> [Your goal] Every line containing the string "truck" is to be copied from the records.

> [Records provided]
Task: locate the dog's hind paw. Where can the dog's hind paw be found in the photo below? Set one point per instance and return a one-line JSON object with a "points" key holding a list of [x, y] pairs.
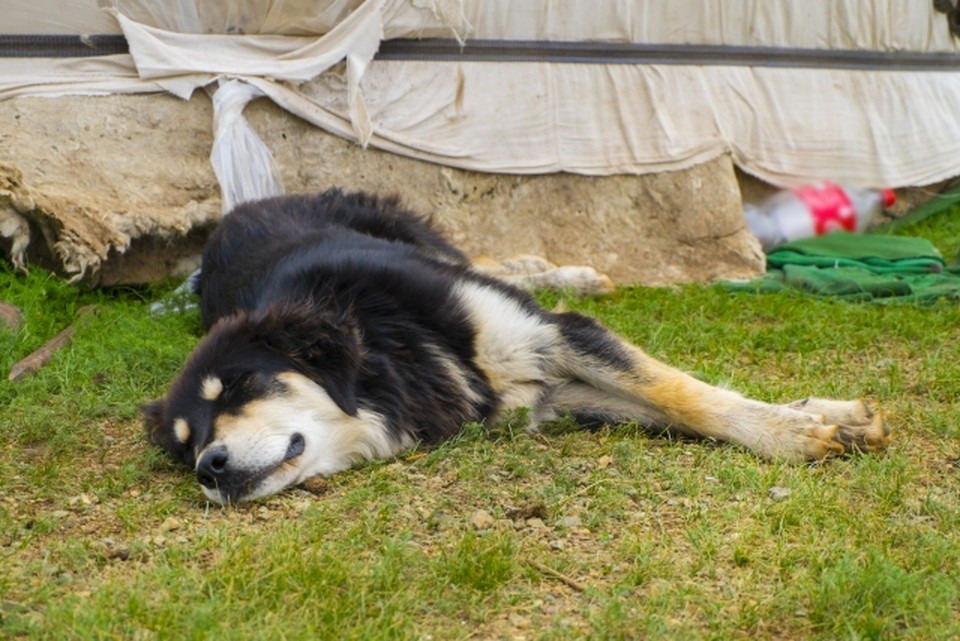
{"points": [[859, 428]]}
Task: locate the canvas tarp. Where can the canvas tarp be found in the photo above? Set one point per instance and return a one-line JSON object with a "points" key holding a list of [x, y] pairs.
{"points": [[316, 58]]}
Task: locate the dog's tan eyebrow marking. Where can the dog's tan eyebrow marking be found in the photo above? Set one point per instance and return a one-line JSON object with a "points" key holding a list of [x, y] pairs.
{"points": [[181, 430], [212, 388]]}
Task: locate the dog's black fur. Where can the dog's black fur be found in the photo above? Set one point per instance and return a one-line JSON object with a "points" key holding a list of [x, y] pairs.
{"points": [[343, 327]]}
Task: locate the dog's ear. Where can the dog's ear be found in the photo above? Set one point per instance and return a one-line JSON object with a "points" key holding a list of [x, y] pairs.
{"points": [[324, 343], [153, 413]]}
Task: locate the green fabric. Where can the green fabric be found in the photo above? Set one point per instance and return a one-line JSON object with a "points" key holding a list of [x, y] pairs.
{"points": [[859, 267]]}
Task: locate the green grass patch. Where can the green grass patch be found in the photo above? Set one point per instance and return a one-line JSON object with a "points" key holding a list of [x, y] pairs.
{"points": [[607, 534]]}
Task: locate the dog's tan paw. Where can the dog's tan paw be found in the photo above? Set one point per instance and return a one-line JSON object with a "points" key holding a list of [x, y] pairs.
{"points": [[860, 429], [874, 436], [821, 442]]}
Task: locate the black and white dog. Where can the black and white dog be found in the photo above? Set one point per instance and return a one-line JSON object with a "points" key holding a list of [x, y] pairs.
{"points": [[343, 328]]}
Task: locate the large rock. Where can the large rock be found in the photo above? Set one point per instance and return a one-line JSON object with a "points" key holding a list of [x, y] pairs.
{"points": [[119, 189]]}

---

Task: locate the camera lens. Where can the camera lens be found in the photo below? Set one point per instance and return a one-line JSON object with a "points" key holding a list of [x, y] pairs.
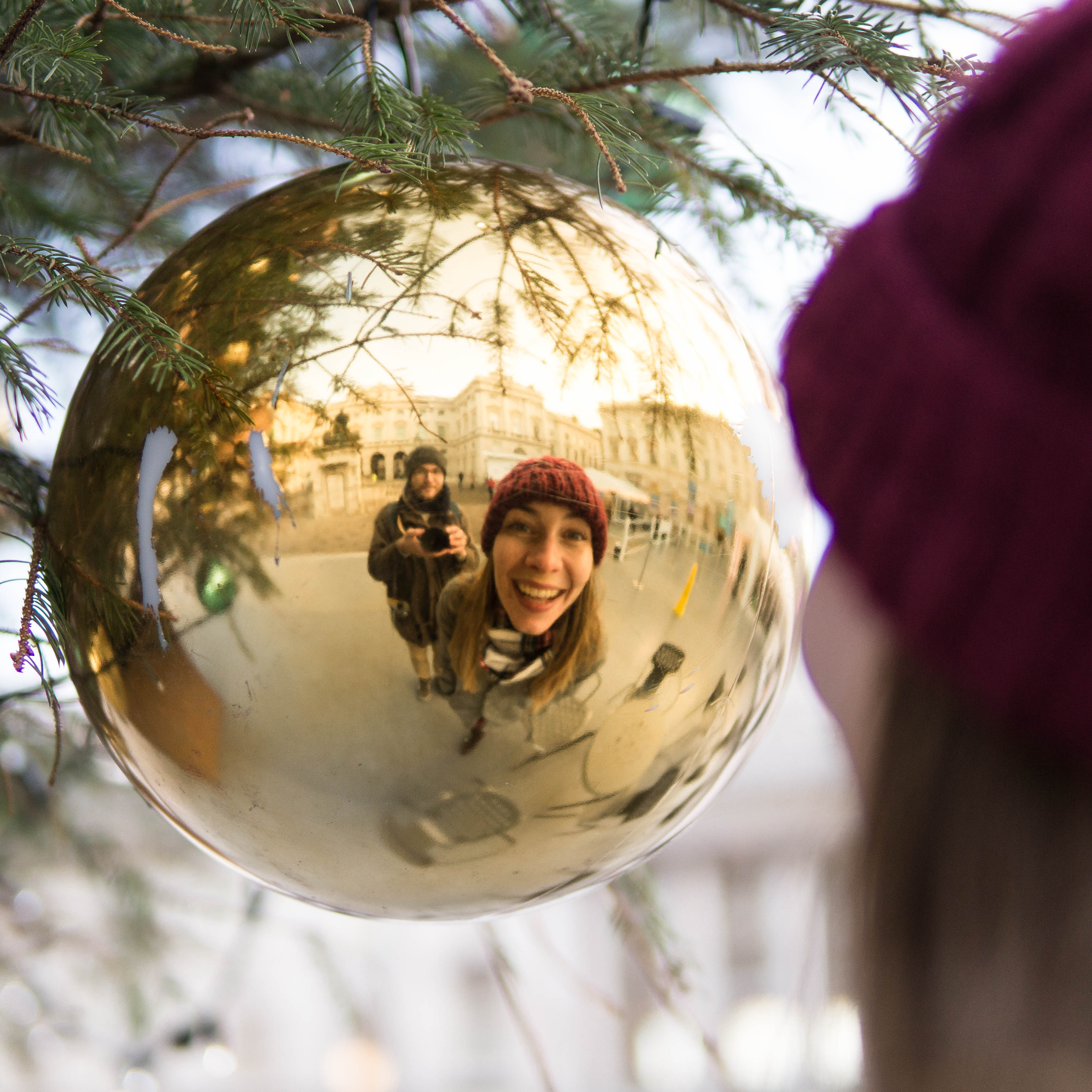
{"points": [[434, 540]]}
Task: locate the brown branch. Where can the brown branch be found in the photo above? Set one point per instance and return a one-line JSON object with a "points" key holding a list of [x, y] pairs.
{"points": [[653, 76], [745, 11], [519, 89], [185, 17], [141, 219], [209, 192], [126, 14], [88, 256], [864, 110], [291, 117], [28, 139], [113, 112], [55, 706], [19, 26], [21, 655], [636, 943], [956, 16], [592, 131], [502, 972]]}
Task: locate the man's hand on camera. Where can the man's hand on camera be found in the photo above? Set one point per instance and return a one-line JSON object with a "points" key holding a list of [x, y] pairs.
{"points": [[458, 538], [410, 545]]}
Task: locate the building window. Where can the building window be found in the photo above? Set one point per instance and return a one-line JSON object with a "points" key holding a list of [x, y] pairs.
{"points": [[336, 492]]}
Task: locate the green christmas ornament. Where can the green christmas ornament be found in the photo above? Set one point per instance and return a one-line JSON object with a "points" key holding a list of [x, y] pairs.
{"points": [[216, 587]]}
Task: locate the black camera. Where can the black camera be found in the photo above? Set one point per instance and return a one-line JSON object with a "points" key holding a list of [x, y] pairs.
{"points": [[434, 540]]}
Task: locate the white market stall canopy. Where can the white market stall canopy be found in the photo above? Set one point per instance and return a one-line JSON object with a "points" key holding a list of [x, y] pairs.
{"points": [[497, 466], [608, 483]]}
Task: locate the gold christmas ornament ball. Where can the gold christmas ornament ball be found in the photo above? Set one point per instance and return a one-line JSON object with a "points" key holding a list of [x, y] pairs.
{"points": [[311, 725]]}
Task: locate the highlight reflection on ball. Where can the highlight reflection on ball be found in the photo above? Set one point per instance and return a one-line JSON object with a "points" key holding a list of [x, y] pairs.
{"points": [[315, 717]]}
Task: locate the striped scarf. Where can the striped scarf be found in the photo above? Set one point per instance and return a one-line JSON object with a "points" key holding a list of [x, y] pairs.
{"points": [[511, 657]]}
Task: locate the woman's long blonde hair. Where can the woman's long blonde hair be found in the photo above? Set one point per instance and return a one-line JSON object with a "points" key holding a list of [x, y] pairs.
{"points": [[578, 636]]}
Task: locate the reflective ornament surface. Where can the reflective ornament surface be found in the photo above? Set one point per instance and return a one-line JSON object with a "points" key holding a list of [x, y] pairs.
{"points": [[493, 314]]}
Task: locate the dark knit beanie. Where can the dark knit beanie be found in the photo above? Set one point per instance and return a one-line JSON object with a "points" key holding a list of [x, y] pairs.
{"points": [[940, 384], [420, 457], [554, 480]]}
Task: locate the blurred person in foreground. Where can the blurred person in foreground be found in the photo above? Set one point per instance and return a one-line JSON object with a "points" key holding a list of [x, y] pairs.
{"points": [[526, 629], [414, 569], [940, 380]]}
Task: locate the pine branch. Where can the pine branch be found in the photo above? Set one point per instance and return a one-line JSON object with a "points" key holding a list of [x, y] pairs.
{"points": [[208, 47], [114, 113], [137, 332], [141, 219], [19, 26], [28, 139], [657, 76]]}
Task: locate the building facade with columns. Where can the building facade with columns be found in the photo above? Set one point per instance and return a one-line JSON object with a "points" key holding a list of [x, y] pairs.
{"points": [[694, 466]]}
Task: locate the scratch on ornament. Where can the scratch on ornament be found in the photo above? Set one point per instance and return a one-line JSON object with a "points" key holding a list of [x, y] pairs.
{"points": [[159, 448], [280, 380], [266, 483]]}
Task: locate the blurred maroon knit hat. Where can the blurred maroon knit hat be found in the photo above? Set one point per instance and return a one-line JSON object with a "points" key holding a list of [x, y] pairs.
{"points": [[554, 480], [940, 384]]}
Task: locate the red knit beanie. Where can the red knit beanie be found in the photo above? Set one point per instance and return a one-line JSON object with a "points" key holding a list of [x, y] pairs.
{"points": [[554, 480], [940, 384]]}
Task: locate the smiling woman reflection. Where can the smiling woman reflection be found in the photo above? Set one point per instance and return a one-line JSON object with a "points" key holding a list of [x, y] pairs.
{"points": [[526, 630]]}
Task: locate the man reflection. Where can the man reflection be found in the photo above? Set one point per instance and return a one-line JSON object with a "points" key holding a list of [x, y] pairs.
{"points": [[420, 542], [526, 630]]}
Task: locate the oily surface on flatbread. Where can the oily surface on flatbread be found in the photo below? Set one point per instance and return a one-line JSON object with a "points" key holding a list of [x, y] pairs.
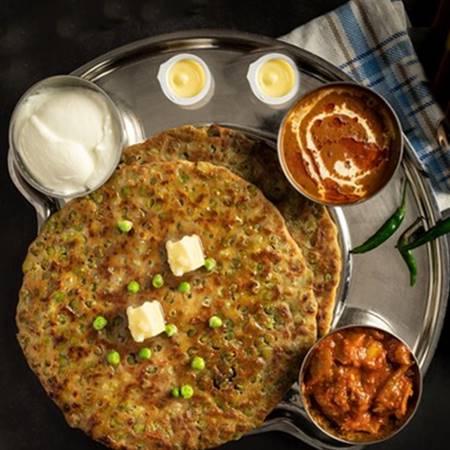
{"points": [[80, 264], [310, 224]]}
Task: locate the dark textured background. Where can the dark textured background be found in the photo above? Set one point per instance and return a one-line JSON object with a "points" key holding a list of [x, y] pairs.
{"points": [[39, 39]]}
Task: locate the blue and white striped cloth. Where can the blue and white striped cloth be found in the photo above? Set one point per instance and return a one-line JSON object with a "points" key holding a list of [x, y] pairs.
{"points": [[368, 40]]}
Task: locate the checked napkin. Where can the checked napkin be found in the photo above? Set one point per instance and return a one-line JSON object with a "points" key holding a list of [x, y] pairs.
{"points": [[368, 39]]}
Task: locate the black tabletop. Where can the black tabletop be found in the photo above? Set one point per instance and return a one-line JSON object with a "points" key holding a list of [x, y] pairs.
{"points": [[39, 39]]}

* * *

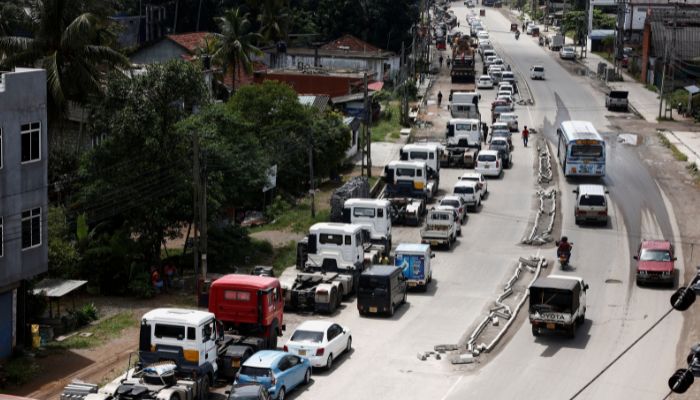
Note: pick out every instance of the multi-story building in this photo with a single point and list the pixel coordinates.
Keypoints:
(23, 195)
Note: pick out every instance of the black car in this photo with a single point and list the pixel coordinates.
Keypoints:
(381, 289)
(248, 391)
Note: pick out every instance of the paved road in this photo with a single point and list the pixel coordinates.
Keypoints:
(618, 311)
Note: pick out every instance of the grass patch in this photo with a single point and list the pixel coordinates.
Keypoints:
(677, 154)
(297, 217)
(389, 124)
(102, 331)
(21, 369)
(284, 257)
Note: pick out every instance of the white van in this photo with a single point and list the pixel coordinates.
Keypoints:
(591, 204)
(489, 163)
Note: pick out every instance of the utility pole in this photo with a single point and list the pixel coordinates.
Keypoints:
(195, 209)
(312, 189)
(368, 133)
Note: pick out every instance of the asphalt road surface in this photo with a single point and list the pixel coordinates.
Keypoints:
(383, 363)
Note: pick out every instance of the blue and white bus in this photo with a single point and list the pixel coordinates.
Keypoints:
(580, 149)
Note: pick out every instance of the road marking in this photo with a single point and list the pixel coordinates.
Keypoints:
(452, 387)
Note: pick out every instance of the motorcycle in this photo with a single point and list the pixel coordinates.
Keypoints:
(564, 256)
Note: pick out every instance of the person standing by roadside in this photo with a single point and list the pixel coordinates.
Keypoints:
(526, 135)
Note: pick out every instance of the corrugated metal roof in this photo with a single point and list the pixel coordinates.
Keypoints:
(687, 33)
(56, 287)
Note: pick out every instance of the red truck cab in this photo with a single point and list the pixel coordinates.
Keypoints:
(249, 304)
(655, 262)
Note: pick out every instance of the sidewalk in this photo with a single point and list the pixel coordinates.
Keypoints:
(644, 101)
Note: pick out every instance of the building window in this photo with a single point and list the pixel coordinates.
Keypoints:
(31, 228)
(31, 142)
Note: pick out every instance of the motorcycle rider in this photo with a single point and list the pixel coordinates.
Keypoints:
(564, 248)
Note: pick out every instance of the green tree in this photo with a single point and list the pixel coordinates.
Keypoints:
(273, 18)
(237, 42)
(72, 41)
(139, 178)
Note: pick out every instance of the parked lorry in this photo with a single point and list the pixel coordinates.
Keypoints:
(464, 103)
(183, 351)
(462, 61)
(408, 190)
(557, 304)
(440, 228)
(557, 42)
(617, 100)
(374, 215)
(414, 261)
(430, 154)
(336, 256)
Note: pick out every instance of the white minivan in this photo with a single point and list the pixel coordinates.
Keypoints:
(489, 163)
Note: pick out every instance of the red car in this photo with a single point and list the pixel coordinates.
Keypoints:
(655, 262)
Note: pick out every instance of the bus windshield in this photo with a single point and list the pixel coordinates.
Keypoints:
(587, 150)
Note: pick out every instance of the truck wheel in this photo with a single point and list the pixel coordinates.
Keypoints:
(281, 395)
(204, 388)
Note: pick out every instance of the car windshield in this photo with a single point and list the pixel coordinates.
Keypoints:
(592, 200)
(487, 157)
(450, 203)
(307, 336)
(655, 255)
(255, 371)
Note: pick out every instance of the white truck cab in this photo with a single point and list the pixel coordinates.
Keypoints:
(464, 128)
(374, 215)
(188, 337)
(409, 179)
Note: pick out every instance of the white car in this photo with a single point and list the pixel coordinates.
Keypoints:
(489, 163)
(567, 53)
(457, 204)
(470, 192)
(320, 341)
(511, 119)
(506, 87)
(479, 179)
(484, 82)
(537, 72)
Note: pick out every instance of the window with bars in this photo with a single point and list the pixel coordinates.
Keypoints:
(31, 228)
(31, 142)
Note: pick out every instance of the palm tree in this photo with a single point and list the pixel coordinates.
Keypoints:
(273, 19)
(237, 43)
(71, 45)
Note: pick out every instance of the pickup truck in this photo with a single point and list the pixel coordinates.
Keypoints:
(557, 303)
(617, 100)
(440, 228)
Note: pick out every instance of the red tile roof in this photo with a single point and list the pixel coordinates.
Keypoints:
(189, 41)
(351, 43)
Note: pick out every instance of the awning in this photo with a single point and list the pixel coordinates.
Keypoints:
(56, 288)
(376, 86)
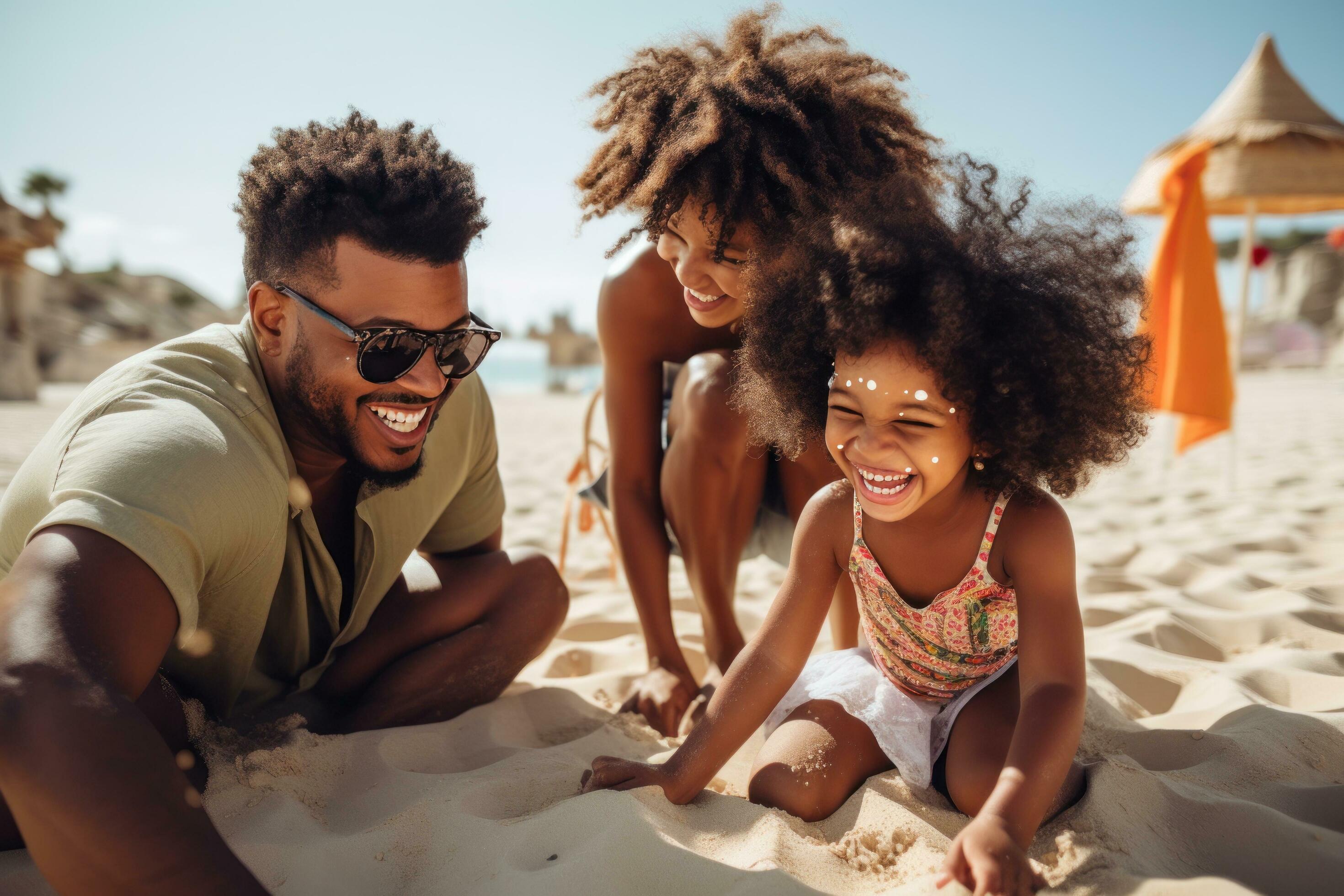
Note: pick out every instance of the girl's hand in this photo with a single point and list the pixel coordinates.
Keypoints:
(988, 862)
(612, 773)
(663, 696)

> [Exercise output]
Note: pick out every instance of the red truck cab in this photo with a single point and list the pixel coordinates.
Note: pick out every instance of the truck wheel in this photo with a single point and list the pixel coordinates.
Note: pick out every instance of the white truck cab in this photo with a single point and list the pixel coordinates.
Note: pick out every instance of the pickup truck in this photo with a single point and list the pixel coordinates.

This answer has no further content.